■ **INSTRUCTIONS TO FOLLOW**
Answer these questions about the mailing-list post below.
1. On what date was the post sent?
2. What name does the post give for the reflection feature that it says already exists?
3. According to the post, annotations seem more useful as what, rather than as a replacement for keywords?

DIP6: Attributes
Ary Borenszweig
ary at esperanto.org.ar
Tue Aug 4 12:56:16 PDT 2009
Andrei Alexandrescu wrote:
> Ary Borenszweig wrote:
>> Andrei Alexandrescu wrote:
>>> Steven Schveighoffer wrote:
>>>> On Tue, 04 Aug 2009 12:23:41 -0400, Andrei Alexandrescu
>>>> <SeeWebsiteForEmail at erdani.org> wrote:
>>>>
>>>>> Steven Schveighoffer wrote:
>>>>>> On Tue, 04 Aug 2009 09:45:51 -0400, grauzone <none at example.net>
>>>>>> wrote:
>>>>>>
>>>>>>> Steven Schveighoffer wrote:
>>>>>>>> don't think it's worth adding them until we can have full
>>>>>>>> reflection capabilities so we can get at elements of code and
>>>>>>>> therefore get the annotations associated with it. I see much
>>>>>>>> more usefulness for annotations as reflection hints than as a
>>>>>>>> replacement for keywords.
>>>>>>>
>>>>>>> But we already have full reflection. It's called __traits. You
>>>>>>> can build a serialization library or "proper" (user friendly?)

■ **PROVIDED RECORDS**

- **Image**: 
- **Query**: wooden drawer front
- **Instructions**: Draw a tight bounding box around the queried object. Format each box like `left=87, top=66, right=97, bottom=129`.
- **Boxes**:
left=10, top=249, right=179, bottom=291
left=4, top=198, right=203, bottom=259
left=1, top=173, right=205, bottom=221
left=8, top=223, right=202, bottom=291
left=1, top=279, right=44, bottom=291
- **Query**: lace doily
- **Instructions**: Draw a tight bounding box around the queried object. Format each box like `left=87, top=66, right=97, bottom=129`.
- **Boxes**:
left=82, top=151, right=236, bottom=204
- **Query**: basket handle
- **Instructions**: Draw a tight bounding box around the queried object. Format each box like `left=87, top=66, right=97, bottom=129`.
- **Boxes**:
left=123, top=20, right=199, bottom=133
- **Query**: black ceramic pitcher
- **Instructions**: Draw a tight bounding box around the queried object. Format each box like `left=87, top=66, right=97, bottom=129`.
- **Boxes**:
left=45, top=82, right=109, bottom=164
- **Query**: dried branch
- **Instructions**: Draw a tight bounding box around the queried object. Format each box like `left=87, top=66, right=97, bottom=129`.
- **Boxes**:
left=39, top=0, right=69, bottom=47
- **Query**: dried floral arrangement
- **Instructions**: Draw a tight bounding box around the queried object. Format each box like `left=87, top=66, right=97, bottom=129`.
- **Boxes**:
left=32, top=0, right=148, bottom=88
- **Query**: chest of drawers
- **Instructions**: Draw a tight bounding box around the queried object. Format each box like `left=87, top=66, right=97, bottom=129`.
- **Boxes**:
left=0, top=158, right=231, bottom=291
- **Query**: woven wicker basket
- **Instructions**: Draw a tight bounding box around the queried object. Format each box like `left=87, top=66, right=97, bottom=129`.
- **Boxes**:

■ **RIGHT ANSWER**
1. Tuesday, August 4, 2009
2. __traits
3. As reflection hints